Update the items below by changing "one point per instance" to "one point for each instance" wherever it occurs. Leave the rest unchanged.

Stored records:
__________________________________________________

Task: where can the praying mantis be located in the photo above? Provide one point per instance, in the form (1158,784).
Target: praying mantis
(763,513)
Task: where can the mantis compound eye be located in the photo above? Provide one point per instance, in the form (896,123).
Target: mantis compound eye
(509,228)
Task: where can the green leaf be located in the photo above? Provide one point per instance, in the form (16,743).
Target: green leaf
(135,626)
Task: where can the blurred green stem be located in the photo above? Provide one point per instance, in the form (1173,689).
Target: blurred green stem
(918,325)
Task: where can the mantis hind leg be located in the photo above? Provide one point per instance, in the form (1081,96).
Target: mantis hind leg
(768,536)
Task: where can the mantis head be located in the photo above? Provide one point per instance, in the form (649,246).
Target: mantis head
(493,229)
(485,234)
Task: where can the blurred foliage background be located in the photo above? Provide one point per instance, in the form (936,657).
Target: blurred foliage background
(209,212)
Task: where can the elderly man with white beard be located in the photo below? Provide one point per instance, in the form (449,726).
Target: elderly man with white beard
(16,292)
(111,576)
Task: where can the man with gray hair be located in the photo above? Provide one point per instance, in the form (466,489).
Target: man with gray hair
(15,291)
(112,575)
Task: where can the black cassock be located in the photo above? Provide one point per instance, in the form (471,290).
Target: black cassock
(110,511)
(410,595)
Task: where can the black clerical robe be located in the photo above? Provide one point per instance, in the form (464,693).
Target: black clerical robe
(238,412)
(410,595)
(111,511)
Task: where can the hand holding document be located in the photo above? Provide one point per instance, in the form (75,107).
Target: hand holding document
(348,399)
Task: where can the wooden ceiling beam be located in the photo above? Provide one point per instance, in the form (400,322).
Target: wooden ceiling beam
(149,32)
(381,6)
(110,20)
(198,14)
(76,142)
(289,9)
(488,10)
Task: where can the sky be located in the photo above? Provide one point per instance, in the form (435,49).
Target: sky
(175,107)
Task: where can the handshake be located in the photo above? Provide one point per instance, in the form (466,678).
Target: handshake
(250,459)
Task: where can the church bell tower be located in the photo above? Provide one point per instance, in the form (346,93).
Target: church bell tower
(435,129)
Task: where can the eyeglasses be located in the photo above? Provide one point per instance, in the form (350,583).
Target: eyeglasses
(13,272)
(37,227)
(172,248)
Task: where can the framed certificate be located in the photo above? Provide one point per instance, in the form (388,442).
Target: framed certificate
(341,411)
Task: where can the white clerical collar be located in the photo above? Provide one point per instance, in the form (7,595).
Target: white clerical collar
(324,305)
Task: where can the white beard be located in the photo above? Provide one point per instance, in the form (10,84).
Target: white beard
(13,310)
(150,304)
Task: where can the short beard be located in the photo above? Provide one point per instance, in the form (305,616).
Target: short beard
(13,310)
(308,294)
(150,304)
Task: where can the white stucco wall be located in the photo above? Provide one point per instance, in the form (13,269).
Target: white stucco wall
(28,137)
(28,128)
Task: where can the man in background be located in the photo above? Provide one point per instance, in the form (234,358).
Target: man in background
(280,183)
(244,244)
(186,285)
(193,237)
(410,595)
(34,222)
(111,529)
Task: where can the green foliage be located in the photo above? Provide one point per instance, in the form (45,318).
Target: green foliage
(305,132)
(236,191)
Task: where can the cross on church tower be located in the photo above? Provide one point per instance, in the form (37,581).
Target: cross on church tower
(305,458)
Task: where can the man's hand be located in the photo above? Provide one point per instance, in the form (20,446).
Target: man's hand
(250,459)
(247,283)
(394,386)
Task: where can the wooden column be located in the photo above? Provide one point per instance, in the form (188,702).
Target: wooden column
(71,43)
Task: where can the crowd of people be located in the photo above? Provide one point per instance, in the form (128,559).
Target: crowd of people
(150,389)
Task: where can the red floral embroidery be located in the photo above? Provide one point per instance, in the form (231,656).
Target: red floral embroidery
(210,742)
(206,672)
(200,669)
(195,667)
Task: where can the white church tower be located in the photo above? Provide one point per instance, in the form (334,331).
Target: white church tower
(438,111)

__________________________________________________

SOLUTION TO THIS TASK:
Task: where can the praying mantis be located in the photo above? Provide one point for each instance, in the form (1158,784).
Target: praying mantis
(763,513)
Task: where can the mantis compound eye be located in the photo above? Provide one point for each instance, in the form (896,123).
Target: mantis compound eye
(509,228)
Task: where can the green leaf be located in the photo above? Provide one point for each instance, in the form (16,743).
Target: green leaf
(135,626)
Task: where can the blurred green stem be located in the photo above? Provide one point for each instance, in the form (1173,689).
Target: blurred green stem
(918,325)
Task: where can the mantis hind leg be located in the photo above? Provide one point for each instance, in the form (1081,96).
Target: mantis hind leg
(768,536)
Task: where can the mantis head be located in the photo above? Provide one point for each instance, in the form (649,246).
Target: mantis head
(493,229)
(485,234)
Task: where can the blurred foliage background be located in the photo above? Provide one point for each instance, in the form (936,657).
Target: blurred foliage background
(209,212)
Task: where can the elderly man with white beard be located in the photo below? Provide one point for each instance, in the form (449,726).
Target: elderly man with white beard
(16,292)
(111,576)
Task: where can the man with gray hair be located in the photo above? Provide one point for each instance, in the form (466,489).
Target: man with gray hair
(15,291)
(112,575)
Task: where can the black cassock be located in the photo above? Provide one point for each instance, in the form (471,290).
Target: black cassock
(110,511)
(410,595)
Task: where can the black clerical robe be located in the photo above? Provide one point for each instance, in the form (464,693).
Target: black clerical robe
(238,412)
(410,595)
(111,511)
Task: where can the hand holding document be located in the photo above? Provide one point for each instance, in the form (75,107).
Target: hand holding document
(348,399)
Task: where can the wooden ceiling beam be located in the photo above? Provide one point for each instance, in the form (400,322).
Target: wooden ceiling beam
(149,32)
(381,6)
(110,20)
(198,14)
(76,142)
(289,9)
(488,10)
Task: where can the sky be located in the photo above? Provide one point for each instance, in the form (435,49).
Target: sky
(175,107)
Task: where can the handshake be located in the photo above? Provide one point for each instance, in the form (466,678).
Target: handshake
(250,459)
Task: where can the church bell tower be located in the photo above? Provide one point for each instance, in the form (346,93).
Target: church bell tower
(435,129)
Task: where can the eyeglasses be located in the photo above? Provide one point for each instance, in the form (350,583).
Target: eyeglasses
(13,272)
(37,227)
(172,248)
Task: where can the framed certificate be located in the photo above? Provide one point for each instance, in the form (388,442).
Target: framed certificate
(341,411)
Task: where can the white clerical collar be located in the photo above? Provide one point for each instance, in the form (7,595).
Target: white clerical collar
(324,305)
Task: where can the white beard be located in the photo above? Provide one point for each instance, in the form (10,84).
Target: white beard
(13,310)
(150,304)
Task: where can the short beard be located in the photo above? Provide one point for each instance, in the form (305,616).
Target: short beard
(13,310)
(308,294)
(150,304)
Task: where can the white stucco wall be located in the photo above? Provide one point for each instance, in the form (13,269).
Target: white stucco wall
(28,137)
(28,128)
Task: where can the man in background be located in the photo above? Provide one point for each instance, in the form (234,358).
Target: man in background
(280,183)
(244,244)
(186,285)
(193,237)
(410,595)
(34,222)
(111,529)
Task: where can the green foliage be located in the photo above? Provide one point for each instance, in the form (45,318).
Target: green foliage
(305,132)
(236,191)
Task: where can the cross on church tower be located in the photo above? Provide one point for each instance, in the form (37,581).
Target: cross on church tower
(305,458)
Task: where can the man's hand be located in the photo above? Provide one point for each instance, in the form (20,446).
Target: man's hand
(250,459)
(247,283)
(394,386)
Task: where can the wooden column be located in the photo above? Provide one point for each instance, in the form (188,702).
Target: wooden column
(71,43)
Task: where can the crowd of people be located in the photo above? Provide one point for each instance, in the form (128,559).
Target: crowd of people
(150,389)
Task: where can the red floral embroidery be located in the photo above? Provide one point for each instance, in the form (231,656).
Target: red floral embroidery
(210,742)
(206,672)
(200,669)
(195,667)
Task: where can the white church tower be located in the photo above? Provide one point for each instance, in the form (334,331).
Target: white church tower
(438,111)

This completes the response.